::: DATA SECTION :::

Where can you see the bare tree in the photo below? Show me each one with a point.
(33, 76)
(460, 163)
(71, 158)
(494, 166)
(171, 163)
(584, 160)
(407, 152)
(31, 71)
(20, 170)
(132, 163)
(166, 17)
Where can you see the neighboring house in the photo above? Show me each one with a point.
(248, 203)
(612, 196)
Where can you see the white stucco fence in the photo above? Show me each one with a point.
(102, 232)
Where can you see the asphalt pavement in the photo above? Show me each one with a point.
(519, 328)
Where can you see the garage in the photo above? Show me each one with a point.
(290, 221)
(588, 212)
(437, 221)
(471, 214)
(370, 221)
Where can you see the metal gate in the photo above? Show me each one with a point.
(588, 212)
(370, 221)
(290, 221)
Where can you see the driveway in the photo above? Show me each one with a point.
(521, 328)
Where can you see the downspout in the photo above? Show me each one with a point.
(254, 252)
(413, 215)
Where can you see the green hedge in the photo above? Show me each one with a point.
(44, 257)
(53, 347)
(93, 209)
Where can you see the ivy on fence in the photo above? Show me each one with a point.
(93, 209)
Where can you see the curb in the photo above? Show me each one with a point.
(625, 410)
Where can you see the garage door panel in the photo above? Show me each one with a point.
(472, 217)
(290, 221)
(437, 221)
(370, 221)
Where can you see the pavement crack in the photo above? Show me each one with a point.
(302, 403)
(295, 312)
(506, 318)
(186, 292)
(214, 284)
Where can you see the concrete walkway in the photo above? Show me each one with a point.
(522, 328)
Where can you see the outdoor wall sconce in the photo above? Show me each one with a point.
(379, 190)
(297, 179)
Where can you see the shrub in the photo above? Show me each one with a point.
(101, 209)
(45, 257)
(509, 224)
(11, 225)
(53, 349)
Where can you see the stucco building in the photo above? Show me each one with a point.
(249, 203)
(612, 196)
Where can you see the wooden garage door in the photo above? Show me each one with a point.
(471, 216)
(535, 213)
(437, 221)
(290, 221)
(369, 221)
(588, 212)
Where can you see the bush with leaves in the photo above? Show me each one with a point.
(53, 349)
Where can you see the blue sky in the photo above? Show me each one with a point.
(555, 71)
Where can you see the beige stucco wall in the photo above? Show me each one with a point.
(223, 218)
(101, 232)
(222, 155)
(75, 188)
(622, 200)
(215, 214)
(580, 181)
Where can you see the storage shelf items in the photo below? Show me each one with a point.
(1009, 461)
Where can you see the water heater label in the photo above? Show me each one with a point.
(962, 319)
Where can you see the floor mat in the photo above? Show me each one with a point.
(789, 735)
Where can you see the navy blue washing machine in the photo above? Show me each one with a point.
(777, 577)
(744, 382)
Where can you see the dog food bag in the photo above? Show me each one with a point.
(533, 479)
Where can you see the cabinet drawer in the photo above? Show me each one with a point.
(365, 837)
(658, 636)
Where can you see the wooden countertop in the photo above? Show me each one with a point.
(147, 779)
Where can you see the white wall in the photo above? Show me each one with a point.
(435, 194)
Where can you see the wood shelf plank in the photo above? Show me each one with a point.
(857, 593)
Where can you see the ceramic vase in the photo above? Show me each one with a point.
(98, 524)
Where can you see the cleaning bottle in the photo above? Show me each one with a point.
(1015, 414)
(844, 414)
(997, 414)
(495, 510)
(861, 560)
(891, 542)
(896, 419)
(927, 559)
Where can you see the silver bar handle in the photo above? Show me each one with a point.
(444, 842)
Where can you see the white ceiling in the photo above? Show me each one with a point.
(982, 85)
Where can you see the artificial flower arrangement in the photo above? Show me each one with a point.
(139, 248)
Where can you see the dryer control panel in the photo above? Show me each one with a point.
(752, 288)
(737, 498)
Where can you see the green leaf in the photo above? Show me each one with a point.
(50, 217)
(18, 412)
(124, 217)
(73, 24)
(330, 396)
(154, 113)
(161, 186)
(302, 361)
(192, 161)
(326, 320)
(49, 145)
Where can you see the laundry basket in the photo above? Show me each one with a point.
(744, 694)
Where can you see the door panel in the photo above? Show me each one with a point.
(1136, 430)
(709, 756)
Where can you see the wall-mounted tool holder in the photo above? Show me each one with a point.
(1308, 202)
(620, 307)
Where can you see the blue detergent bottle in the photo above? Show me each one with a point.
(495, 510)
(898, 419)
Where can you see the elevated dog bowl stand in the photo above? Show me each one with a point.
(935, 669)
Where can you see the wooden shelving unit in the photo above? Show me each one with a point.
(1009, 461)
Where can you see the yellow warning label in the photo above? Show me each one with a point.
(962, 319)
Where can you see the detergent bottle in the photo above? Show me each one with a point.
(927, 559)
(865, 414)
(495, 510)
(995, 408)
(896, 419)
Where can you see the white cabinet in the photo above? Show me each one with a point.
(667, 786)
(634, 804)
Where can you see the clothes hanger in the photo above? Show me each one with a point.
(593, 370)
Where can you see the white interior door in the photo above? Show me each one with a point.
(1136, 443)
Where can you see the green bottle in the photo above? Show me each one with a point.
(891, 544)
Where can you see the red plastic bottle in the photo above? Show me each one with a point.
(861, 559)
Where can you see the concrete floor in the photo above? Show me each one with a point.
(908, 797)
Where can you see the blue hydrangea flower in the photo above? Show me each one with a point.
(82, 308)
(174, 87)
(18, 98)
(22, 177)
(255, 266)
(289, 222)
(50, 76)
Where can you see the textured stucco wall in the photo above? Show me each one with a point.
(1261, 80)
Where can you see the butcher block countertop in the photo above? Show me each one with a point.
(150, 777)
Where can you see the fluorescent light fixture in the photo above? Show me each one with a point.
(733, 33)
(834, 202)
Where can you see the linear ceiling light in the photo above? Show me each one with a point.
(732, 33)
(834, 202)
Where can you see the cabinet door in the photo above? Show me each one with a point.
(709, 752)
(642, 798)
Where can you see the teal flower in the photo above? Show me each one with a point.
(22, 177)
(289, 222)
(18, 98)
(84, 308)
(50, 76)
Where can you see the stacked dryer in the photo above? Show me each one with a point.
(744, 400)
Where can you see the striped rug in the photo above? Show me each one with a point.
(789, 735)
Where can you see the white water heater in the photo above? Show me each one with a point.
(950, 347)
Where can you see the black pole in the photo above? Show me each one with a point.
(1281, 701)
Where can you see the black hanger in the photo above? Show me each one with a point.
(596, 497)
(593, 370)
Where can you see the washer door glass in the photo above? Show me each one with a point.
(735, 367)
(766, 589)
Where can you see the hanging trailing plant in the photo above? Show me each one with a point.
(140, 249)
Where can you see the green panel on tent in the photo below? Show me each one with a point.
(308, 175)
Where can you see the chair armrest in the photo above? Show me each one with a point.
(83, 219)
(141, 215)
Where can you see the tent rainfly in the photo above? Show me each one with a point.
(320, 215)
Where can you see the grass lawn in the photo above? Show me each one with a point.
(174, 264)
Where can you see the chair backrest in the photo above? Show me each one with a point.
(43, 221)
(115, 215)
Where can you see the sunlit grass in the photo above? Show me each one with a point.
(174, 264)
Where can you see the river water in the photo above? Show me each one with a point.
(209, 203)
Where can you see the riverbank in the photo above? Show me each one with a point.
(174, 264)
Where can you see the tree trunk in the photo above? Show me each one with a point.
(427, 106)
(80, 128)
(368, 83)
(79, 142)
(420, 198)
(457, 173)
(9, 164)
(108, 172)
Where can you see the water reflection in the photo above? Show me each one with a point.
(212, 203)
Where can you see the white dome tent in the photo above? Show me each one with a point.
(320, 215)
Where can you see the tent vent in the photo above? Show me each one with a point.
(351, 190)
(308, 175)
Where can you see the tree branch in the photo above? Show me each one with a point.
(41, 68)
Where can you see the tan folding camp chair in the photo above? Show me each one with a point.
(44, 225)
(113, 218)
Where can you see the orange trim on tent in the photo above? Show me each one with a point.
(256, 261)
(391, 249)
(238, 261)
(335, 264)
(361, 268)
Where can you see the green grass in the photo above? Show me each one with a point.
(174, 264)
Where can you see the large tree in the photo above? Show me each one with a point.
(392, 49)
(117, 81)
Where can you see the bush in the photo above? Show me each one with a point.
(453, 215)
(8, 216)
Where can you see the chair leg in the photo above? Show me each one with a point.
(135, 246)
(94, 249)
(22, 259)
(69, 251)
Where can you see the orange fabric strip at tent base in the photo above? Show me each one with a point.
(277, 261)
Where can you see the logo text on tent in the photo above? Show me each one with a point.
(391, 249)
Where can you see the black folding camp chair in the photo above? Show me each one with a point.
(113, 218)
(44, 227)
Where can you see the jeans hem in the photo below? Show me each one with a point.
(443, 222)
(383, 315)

:::

▶ [WHAT YOU ARE ASKED TO DO]: Rewrite the lines between the one holding "Where can you see the wooden shelving" and the one holding "(1136, 443)", inclusive, putting "coat hanger" in place of "clothes hanger" and keeping everything else the same.

▶ [TASK RESPONSE]:
Where can you see the wooden shelving unit in the photo above? Show me each one with a point.
(1009, 461)
Where can you see the yellow warning label in the photo above? Show me each one with a point.
(962, 319)
Where can you see the detergent bottle in the photo above? Show me each one with a point.
(927, 559)
(865, 414)
(495, 510)
(995, 408)
(896, 419)
Where can you see the white cabinet in the photo above? Show me each one with a point.
(667, 786)
(634, 804)
Where can you see the coat hanger in the photo above? Show me each one with a point.
(593, 370)
Where can you see the white interior door in the photo above? Show me each one with a point.
(1136, 443)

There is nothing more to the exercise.